▶ _ACTIVITY_: From the line containing "Tag a keypoint on every instance of the bright" through the last line of the entries below, repeat each line word for word and leave out the rest.

STUDY MATERIAL: Begin

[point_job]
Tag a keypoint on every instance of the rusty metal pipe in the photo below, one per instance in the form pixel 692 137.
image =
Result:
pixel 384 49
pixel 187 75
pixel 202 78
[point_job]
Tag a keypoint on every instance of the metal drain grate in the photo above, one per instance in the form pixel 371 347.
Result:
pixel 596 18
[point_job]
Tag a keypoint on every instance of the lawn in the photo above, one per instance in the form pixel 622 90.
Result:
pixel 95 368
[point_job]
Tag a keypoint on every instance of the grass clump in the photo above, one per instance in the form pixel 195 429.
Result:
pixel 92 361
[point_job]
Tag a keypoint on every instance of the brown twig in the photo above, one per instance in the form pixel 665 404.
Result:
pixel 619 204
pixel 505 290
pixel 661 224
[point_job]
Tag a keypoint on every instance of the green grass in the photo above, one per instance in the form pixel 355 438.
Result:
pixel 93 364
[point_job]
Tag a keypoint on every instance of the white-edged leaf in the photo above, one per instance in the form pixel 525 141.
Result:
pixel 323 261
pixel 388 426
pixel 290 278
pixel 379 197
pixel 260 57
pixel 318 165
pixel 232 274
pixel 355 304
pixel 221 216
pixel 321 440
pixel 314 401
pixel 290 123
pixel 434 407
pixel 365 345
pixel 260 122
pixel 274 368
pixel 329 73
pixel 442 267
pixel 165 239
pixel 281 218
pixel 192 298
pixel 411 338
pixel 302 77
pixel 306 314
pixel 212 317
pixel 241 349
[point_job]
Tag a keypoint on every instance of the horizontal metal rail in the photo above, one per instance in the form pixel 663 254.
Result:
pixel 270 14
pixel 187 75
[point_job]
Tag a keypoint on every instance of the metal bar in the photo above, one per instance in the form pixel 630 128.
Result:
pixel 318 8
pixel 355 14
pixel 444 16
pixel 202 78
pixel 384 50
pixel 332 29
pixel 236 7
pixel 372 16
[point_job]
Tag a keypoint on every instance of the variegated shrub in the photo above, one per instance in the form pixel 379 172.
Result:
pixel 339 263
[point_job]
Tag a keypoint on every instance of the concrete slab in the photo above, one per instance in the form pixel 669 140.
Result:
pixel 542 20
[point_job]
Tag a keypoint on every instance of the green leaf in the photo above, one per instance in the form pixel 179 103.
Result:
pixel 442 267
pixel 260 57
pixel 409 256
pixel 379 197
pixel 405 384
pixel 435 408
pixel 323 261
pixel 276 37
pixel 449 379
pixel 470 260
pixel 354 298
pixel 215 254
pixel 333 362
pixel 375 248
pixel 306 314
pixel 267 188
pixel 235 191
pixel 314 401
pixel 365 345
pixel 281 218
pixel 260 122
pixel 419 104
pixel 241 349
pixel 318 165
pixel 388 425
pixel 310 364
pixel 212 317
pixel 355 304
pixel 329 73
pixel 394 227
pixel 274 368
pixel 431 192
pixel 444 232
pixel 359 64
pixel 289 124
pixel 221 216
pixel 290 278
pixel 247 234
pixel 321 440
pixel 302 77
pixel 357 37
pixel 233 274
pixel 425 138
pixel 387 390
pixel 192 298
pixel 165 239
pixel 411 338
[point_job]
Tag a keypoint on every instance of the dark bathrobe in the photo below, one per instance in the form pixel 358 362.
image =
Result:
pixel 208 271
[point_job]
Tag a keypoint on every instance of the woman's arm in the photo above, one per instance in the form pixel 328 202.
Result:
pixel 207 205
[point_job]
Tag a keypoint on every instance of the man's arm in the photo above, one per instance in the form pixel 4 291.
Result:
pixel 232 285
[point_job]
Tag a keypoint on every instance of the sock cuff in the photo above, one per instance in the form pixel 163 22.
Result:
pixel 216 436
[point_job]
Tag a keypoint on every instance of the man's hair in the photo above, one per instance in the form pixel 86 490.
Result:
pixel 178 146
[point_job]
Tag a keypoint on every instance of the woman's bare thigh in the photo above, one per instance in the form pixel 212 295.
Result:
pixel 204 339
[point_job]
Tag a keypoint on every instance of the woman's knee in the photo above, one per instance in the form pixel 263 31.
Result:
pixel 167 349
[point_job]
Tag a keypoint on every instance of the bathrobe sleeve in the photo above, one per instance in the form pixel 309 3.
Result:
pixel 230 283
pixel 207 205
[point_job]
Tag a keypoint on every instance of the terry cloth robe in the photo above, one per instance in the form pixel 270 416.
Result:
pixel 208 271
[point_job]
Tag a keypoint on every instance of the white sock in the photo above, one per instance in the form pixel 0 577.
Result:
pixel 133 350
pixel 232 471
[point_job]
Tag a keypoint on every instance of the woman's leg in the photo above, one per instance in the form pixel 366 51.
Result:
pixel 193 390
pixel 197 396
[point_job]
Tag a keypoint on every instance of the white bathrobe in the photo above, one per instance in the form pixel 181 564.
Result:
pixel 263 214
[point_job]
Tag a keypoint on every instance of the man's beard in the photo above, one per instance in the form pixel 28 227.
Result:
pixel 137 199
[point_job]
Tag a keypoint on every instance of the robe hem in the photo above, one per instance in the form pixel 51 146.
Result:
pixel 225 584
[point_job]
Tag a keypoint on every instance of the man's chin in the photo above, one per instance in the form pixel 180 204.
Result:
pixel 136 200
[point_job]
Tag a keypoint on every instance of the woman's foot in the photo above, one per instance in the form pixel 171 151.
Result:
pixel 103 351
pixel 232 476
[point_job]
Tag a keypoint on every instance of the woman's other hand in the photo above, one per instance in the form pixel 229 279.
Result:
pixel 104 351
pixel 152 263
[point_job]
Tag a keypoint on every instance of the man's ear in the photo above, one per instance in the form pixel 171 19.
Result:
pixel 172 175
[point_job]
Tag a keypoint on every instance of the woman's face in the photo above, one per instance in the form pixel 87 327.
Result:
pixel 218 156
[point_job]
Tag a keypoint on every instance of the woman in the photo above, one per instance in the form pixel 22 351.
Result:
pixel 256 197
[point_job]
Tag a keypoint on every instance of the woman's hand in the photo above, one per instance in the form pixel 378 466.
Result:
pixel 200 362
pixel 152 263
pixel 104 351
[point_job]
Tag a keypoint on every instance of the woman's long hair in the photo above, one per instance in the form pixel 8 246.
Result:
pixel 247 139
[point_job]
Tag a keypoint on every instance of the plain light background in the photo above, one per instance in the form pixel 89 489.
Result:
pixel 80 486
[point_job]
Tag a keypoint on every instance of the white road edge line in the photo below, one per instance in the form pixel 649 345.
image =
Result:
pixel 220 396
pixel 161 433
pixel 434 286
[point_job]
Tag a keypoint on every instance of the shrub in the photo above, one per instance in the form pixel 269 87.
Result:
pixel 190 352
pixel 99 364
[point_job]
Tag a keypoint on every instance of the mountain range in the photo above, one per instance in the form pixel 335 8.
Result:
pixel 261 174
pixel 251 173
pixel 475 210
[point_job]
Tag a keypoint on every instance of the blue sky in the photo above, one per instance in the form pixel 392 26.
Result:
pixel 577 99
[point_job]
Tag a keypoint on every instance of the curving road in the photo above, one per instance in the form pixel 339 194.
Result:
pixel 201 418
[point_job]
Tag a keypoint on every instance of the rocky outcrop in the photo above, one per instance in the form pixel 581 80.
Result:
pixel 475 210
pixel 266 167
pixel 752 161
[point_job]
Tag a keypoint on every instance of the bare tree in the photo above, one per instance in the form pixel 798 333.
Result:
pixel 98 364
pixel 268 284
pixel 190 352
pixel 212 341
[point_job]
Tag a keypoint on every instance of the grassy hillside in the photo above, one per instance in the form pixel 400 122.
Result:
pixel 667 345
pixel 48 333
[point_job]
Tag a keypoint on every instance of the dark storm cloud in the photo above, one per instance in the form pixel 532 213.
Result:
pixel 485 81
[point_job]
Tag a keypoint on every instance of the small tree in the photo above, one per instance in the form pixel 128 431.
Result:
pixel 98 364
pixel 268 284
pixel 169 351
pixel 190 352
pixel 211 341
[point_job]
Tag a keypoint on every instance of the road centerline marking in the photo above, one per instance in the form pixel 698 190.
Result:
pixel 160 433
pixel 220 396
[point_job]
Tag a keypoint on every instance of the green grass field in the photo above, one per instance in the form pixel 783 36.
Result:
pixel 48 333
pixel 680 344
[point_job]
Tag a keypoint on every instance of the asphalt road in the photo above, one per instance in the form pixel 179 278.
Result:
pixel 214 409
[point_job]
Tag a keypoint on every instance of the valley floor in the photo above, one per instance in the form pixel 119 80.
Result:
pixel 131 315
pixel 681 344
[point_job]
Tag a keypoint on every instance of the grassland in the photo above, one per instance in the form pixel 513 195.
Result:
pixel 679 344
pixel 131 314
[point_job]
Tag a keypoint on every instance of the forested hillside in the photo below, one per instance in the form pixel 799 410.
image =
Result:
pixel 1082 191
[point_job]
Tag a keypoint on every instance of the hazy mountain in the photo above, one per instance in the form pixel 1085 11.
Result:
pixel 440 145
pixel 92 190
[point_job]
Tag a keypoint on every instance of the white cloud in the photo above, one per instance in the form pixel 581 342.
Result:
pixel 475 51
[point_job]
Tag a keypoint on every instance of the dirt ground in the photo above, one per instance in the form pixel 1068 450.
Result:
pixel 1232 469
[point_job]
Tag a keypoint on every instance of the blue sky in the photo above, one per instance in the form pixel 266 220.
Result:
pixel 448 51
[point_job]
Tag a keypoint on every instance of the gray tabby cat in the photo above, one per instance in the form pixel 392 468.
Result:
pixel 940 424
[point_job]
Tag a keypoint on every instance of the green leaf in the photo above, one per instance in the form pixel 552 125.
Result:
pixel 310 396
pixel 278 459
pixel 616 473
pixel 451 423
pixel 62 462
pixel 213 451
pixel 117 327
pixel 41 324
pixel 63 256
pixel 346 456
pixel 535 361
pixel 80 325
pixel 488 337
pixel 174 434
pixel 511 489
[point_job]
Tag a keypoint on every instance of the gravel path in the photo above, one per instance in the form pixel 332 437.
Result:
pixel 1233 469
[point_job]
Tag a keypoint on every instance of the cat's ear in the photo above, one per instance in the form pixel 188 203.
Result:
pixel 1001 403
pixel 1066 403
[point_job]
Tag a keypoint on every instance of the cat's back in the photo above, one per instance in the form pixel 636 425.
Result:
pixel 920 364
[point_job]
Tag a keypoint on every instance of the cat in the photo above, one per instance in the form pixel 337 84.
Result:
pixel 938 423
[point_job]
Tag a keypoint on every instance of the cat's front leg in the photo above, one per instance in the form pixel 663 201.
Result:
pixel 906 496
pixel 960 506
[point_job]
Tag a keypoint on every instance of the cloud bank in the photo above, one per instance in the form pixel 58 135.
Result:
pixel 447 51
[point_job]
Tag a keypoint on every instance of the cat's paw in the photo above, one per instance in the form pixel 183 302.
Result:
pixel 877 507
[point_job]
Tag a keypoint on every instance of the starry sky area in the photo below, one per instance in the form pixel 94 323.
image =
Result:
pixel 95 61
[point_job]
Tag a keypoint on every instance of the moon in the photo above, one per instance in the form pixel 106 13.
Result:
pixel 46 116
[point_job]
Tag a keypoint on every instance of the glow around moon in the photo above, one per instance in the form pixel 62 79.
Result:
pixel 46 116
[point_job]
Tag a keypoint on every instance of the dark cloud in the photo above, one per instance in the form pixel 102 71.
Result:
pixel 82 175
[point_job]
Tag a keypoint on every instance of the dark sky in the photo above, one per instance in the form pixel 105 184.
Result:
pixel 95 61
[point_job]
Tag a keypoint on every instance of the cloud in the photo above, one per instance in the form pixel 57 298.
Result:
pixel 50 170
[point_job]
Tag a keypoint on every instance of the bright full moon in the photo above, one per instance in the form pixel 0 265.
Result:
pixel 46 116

STUDY MATERIAL: End

▶ _RESULT FOR THIS EXERCISE_:
Tag a keypoint on every instance of the bright full moon in the photo above, one per instance in the form pixel 0 265.
Result:
pixel 46 116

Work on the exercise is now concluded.